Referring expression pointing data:
====
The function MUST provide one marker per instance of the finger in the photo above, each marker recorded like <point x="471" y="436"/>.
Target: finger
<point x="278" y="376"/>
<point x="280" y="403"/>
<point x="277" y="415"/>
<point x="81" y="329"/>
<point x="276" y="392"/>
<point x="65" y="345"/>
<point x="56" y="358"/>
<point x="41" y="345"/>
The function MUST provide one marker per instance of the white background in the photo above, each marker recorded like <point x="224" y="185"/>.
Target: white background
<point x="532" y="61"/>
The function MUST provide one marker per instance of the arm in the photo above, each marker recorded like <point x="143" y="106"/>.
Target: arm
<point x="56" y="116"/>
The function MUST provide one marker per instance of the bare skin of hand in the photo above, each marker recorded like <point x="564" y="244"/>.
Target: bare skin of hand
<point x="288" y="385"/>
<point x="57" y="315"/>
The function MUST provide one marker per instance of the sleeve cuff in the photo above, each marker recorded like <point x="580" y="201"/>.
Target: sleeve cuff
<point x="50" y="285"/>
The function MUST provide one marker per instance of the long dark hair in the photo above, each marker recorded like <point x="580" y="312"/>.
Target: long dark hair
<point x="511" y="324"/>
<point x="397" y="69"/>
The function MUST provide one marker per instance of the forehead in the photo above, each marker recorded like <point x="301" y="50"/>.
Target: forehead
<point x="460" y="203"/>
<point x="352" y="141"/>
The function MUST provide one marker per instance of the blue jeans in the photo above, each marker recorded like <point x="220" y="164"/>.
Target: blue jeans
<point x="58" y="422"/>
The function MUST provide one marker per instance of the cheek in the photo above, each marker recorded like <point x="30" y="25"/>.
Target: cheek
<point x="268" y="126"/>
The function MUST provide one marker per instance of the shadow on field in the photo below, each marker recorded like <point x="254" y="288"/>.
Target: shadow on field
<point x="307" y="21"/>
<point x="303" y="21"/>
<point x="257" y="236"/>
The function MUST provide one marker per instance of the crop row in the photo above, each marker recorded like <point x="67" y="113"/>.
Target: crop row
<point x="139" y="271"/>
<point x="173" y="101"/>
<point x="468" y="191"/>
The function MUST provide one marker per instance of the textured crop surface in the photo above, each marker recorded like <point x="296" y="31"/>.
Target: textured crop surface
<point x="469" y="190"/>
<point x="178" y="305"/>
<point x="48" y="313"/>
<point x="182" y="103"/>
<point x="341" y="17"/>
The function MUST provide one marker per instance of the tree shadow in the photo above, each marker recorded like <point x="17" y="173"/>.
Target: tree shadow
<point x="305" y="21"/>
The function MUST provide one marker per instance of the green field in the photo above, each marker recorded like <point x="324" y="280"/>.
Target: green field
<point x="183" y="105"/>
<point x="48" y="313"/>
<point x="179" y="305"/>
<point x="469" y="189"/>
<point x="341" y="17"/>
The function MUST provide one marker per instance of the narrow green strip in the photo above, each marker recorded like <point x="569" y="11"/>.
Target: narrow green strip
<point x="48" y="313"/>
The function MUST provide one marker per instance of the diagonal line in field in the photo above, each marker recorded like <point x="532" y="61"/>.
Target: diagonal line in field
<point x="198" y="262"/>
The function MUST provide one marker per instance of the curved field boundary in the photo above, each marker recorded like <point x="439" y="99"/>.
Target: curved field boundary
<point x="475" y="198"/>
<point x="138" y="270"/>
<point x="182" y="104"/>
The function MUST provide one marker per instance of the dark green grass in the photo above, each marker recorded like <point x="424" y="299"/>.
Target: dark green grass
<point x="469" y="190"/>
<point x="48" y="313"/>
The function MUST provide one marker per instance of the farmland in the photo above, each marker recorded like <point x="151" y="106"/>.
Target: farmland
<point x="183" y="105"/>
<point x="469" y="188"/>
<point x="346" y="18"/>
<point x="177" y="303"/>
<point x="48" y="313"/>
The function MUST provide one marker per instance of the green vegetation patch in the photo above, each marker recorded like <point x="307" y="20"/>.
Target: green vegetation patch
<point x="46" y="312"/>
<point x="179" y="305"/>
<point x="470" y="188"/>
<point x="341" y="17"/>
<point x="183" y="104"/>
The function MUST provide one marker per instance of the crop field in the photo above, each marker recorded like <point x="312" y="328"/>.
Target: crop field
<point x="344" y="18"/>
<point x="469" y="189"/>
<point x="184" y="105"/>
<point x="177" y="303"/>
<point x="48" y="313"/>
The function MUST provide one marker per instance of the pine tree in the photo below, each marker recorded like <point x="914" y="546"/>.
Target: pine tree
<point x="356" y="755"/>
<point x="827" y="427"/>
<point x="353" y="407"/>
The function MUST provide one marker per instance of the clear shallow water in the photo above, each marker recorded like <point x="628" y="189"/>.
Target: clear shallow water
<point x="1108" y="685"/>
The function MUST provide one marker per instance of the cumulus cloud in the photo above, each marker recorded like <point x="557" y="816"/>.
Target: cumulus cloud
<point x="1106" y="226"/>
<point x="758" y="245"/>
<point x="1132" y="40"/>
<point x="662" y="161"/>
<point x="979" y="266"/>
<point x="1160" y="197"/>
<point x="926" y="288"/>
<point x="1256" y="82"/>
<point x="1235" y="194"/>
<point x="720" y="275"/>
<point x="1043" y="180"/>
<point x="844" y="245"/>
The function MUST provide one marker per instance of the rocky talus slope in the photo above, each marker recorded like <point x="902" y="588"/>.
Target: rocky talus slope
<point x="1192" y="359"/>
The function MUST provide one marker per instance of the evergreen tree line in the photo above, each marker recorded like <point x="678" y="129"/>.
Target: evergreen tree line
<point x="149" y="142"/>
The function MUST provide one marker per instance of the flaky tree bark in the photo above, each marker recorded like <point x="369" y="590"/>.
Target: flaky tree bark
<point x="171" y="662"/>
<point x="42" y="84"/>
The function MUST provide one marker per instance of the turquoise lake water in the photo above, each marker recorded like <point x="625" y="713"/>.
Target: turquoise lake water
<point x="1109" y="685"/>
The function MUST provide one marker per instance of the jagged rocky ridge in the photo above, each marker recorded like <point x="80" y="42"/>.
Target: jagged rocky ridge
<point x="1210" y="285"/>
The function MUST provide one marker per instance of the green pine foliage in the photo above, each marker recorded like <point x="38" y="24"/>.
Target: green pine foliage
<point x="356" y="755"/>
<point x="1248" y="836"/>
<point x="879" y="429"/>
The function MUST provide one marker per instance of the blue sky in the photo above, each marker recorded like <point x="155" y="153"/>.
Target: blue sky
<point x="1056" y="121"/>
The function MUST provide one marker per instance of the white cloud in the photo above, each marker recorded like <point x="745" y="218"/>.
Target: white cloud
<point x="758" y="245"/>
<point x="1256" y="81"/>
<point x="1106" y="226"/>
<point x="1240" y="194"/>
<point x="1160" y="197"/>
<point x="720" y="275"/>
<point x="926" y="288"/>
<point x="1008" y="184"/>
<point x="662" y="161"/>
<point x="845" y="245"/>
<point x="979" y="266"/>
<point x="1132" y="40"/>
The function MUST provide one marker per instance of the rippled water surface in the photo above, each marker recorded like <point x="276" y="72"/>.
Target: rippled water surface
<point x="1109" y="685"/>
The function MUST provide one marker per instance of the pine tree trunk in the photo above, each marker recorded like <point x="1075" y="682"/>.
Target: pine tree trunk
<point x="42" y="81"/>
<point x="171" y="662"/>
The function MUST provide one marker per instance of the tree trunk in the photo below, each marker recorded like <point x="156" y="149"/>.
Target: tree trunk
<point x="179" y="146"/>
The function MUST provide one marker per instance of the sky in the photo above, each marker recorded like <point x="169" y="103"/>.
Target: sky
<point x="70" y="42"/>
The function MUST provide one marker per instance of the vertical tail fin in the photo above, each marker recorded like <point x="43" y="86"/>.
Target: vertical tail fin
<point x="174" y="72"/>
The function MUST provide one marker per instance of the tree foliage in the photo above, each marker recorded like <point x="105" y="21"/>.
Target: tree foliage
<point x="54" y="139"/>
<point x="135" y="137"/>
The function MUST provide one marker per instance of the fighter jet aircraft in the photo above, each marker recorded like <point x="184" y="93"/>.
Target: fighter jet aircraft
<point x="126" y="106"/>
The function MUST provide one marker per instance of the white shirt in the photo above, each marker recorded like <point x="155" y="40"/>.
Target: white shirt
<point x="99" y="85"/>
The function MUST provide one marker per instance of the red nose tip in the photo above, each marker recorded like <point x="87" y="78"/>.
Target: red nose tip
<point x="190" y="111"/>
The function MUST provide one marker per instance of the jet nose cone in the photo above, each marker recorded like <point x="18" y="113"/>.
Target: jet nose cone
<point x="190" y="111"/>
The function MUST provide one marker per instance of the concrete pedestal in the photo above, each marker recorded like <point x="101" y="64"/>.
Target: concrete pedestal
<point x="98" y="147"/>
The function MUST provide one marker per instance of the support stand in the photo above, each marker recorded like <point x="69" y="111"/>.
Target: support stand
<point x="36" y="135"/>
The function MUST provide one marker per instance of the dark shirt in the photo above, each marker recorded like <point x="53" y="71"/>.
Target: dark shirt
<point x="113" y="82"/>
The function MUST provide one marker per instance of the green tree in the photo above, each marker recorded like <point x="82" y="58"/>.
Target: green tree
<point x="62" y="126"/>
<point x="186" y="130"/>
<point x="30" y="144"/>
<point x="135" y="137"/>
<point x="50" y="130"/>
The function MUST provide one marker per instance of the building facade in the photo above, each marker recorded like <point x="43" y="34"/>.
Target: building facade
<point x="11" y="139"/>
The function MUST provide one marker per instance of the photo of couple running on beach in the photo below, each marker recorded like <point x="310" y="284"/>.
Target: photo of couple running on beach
====
* TO DO
The expected result is an exact transcription of the lines from the one containing "Target: green tree" through the end of the records above; please include both ends.

* THE COMPLETED TASK
Target: green tree
<point x="62" y="126"/>
<point x="186" y="130"/>
<point x="30" y="144"/>
<point x="135" y="137"/>
<point x="50" y="130"/>
The function MUST provide one marker per instance of the building facade in the photo above, each marker recorded like <point x="43" y="34"/>.
Target: building facade
<point x="11" y="139"/>
The function MUST provide one marker per instance of the photo of couple running on beach in the photo below, each marker recorded like <point x="310" y="284"/>.
Target: photo of couple running on beach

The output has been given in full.